--- KUTIPAN TEKS ---

Paradoks Hijau di Pesisir Klungkung: Mengurai Jejak Limbah Industri Rumput Laut dan Solusi Akar Rumput

Dipublikasikan oleh Hansel

16 Desember 2025, 20.56

unsplash.com

Aroma Uang dan Amonia di Desa Jumpai

Di pesisir timur Bali, di mana debur ombak Selat Badung bertemu dengan hamparan pasir hitam vulkanik, Desa Jumpai di Kabupaten Klungkung menyimpan dua sisi mata uang yang kontradiktif. Di satu sisi, desa ini adalah denyut nadi ekonomi bagi ratusan keluarga yang menggantungkan hidup pada industri pengolahan rumput laut. Di sisi lain, aroma laut yang segar sering kali terdistorsi oleh bau menyengat yang khas: campuran amonia, belerang, dan bahan organik yang membusuk.1 Ini adalah bau dari kemakmuran yang tidak terkelola, jejak olfaktori dari transformasi Eucheuma cottonii menjadi komoditas global, yang menyisakan limbah cair berbahaya bagi ekosistem yang justru menghidupinya.

--- CUPLIKAN DATA ---

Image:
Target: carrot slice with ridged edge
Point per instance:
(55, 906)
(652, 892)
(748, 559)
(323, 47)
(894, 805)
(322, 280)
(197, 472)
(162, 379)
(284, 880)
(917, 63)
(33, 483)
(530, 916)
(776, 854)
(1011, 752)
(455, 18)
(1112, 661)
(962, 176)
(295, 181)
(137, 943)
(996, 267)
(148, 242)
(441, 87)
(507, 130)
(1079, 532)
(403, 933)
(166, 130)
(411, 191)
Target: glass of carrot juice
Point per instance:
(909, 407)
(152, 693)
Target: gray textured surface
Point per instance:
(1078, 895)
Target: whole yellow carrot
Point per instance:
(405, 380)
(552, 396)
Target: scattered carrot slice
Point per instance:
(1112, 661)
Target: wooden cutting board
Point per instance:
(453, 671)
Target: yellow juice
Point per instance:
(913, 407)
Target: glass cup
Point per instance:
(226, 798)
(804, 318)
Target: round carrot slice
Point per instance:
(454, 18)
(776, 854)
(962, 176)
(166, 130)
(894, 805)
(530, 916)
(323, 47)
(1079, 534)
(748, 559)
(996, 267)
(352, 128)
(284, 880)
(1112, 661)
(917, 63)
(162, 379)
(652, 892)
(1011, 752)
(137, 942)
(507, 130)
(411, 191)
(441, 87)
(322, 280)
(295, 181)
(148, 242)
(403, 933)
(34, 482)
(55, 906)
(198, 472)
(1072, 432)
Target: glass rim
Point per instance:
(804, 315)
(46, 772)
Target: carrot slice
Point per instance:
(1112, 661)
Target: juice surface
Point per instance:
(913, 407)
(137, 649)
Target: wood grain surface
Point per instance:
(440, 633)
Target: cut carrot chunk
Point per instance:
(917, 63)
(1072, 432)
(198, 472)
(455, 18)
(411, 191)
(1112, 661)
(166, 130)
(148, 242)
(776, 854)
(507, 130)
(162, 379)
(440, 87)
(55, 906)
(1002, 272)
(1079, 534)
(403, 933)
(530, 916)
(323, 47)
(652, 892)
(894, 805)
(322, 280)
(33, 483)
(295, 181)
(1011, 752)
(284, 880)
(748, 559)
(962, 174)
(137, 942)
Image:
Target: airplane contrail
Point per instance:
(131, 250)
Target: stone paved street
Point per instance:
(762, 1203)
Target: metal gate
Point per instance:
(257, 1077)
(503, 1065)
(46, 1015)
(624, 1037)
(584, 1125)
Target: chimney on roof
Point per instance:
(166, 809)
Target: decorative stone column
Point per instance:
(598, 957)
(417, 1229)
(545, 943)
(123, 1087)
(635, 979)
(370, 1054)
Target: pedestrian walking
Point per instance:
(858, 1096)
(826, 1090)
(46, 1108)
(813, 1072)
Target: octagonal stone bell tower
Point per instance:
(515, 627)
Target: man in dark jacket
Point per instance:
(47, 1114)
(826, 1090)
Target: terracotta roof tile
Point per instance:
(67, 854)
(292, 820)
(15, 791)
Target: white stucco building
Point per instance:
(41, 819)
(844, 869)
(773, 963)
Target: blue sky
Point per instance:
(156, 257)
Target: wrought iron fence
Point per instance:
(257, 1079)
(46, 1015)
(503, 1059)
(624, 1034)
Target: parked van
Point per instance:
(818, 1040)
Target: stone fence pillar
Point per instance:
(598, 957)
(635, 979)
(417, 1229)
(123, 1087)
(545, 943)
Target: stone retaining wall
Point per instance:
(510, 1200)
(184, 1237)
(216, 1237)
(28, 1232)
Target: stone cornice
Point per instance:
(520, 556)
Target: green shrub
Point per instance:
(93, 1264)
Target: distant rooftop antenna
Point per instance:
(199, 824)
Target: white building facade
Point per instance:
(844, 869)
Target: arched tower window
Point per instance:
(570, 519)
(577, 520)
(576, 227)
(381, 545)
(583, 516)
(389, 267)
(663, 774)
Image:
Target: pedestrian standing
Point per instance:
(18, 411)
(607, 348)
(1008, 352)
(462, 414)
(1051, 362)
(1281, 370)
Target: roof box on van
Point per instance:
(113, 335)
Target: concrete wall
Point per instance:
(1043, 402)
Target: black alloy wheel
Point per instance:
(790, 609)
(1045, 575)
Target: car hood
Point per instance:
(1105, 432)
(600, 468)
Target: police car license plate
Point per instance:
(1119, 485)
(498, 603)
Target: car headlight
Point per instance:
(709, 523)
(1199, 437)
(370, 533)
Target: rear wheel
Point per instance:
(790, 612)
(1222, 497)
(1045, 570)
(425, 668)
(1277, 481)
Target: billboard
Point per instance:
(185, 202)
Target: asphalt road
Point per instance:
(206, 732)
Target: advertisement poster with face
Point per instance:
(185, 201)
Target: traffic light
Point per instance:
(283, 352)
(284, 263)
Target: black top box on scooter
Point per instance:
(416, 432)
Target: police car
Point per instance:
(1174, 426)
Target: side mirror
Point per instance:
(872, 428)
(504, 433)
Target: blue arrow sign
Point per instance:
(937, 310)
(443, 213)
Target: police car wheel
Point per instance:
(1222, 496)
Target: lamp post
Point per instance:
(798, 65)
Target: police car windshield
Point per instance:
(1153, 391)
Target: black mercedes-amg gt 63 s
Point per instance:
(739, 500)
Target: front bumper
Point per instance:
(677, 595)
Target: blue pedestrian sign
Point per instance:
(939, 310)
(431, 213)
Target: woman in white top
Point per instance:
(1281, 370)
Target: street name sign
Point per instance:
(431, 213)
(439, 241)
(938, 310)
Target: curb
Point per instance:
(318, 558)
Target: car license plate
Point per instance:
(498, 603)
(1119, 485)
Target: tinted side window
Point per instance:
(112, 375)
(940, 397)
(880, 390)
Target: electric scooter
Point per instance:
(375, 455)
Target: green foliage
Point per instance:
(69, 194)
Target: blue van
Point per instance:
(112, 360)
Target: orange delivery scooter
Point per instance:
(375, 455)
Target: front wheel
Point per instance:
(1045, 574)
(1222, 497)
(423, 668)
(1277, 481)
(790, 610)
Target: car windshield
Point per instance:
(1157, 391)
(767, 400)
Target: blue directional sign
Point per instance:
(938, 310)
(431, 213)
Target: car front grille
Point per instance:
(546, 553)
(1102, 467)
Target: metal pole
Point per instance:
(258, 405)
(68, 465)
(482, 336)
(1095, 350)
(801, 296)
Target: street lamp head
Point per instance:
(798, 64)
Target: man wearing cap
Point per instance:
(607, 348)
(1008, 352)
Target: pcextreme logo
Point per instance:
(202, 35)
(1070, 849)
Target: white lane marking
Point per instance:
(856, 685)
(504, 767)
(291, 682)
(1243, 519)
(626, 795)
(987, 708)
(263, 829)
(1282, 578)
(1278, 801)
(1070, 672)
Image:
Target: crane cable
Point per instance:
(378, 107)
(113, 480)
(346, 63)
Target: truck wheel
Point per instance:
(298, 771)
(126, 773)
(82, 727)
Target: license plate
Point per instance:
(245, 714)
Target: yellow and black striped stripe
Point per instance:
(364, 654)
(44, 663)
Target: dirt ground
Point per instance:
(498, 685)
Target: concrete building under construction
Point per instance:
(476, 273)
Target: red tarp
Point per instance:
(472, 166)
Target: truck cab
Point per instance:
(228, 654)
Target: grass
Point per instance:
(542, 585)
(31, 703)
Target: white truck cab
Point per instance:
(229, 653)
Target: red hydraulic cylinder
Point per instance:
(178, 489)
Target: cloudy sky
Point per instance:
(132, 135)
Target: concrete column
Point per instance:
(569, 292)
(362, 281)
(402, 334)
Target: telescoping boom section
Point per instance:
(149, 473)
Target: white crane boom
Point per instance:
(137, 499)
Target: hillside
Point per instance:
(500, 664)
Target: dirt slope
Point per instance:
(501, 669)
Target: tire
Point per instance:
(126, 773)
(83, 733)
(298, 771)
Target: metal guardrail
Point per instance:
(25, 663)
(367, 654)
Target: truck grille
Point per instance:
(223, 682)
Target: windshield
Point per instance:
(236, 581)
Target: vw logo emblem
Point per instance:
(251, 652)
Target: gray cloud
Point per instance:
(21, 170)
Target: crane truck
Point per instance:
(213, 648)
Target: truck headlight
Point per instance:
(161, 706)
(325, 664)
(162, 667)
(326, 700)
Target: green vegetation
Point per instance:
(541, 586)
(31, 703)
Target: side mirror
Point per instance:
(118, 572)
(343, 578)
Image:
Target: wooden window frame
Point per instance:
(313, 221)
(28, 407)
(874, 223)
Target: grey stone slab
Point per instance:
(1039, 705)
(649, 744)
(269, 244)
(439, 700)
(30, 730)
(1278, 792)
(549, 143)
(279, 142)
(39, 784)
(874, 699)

---

- _DAFTAR TUGAS_
1. Jawab pertanyaan berikut berdasarkan artikel limbah rumput laut di atas.
(a) Di desa dan kabupaten mana industri pengolahan rumput laut itu berada?
(b) Bau menyengat yang khas itu berasal dari campuran apa saja?
(c) Jenis rumput laut apa yang diolah menjadi komoditas global?
2. Lanjutkan artikel limbah rumput laut di atas mulai dari kalimat terakhirnya.

- _HASIL TUGAS_
1.
(a) Desa Jumpai, Kabupaten Klungkung.
(b) Amonia, belerang, dan bahan organik yang membusuk.
(c) Eucheuma cottonii.

2.
Bali, pulau yang dipuja dunia karena harmoni Tri Hita Karana—keseimbangan antara manusia, alam, dan Tuhan—sedang bergulat dengan realitas industrialisasi pedesaan. Di balik citra pariwisata yang glamor, sektor agroindustri seperti pengolahan rumput laut beroperasi dalam bayang-bayang regulasi lingkungan yang sering kali tumpul di lapangan. Limbah cair dari proses pencucian rumput laut, yang kaya akan residu kimia pemutih dan beban organik masif, mengalir ke saluran-saluran air, membawa ancaman eutrofikasi dan kematian bagi kehidupan akuatik mikro.2

Sebuah dokumen penelitian bertajuk "Pemanfaatan Sistem Biofiltrasi Tanaman dalam Pengolahan Air Limbah Industri Rumput Laut" (selanjutnya disebut 1), yang disusun oleh I Made Gde Sudyadnyana Sandhika dan tim dari Universitas Dhyana Pura, hadir bukan sekadar sebagai laporan akademis. Ia adalah sebuah canary in the coal mine—peringatan dini sekaligus tawaran solusi bagi krisis sanitasi industri yang menggerogoti pesisir Bali. Laporan ini menawarkan sebuah jalan keluar yang tampak sederhana namun revolusioner: menggunakan tanaman kangkungan (Ipomoea crassicaulis) sebagai biofilter alami untuk "mencuci" dosa-dosa ekologis industri ini.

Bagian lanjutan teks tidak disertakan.